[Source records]

=-=-=

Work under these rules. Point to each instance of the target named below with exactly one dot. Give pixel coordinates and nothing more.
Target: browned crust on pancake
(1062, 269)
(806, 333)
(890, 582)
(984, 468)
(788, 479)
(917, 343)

=-=-=

Task requirements –
Copy all of the data above line for line, without changing anything.

Output of the exercise –
Work under these rules. Point to each instance of the target named below with exactly one dot. Give pixel coordinates and nothing more.
Target: browned crust on pancake
(1062, 269)
(806, 333)
(890, 582)
(984, 468)
(788, 479)
(917, 343)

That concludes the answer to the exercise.